*Task objective:* Look below for the line holding "Pick out a point on every instance of the green dustbin." and the line holding "Target: train window". Repeat those two and everything between, exactly.

*Provided entries:*

┌──

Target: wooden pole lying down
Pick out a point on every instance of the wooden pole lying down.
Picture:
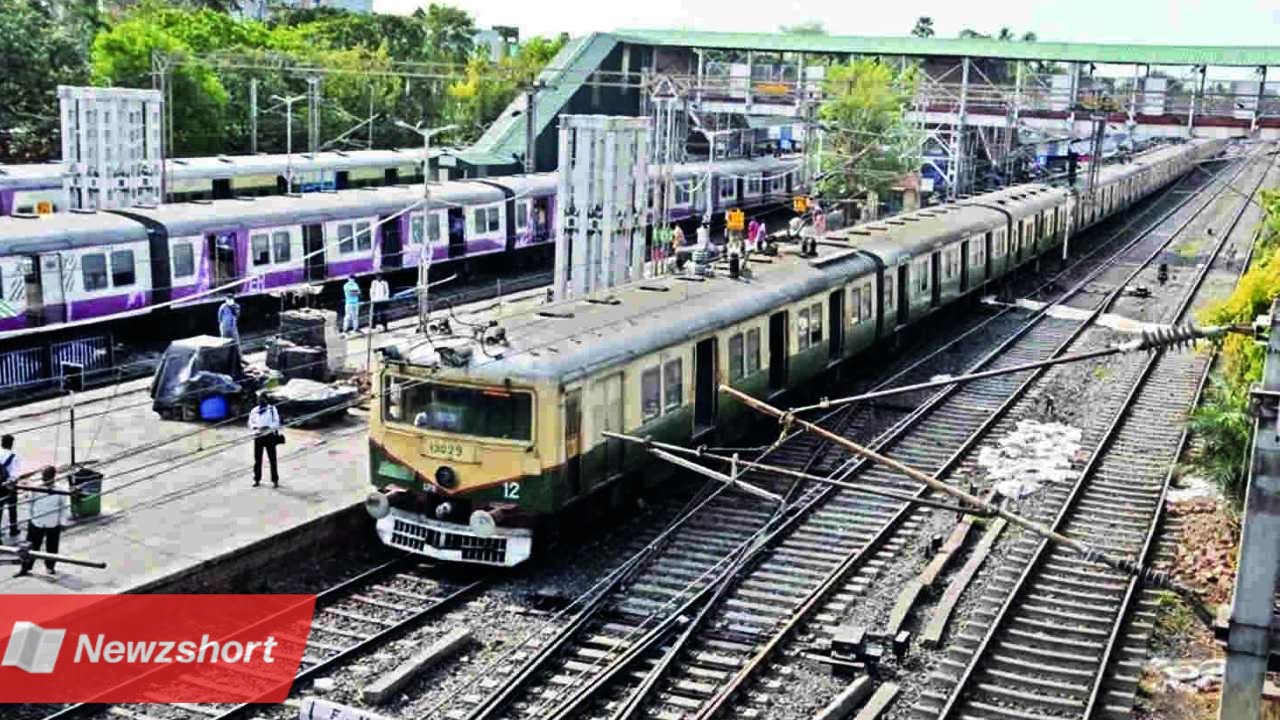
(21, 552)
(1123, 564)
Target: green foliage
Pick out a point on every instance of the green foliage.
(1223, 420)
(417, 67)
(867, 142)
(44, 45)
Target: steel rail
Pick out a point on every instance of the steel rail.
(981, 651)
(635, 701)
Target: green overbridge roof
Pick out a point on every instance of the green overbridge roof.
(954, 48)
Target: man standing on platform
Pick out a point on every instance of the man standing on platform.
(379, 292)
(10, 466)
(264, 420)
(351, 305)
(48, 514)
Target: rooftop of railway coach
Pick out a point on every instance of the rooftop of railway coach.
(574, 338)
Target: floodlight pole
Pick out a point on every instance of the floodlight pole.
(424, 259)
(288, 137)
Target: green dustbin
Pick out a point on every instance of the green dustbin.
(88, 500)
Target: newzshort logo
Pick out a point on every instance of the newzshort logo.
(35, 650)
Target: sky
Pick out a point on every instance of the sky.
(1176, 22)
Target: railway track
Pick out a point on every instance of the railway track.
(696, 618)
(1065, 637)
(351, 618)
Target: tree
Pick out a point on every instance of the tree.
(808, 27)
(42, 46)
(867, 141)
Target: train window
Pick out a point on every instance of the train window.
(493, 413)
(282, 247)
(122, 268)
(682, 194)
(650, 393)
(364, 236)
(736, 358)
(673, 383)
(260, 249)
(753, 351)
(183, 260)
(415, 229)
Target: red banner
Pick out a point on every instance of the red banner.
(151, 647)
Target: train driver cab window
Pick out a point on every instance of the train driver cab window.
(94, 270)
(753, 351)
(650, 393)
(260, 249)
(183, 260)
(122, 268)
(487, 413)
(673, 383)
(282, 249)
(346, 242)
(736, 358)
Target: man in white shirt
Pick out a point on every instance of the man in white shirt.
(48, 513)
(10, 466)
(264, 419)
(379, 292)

└──

*Result:*
Pick out a point on every instance of the green dustbin.
(88, 500)
Target: newzshort logo
Pick out a point on every instance of the newzshort logo.
(35, 650)
Target: sky
Pick out a point on every instance of the sky.
(1176, 22)
Target: railway track
Pick out a point on every instance of the railway track.
(696, 618)
(1065, 637)
(351, 618)
Target: tree
Pick out a point on every instance of the tree.
(808, 27)
(42, 46)
(867, 141)
Target: train window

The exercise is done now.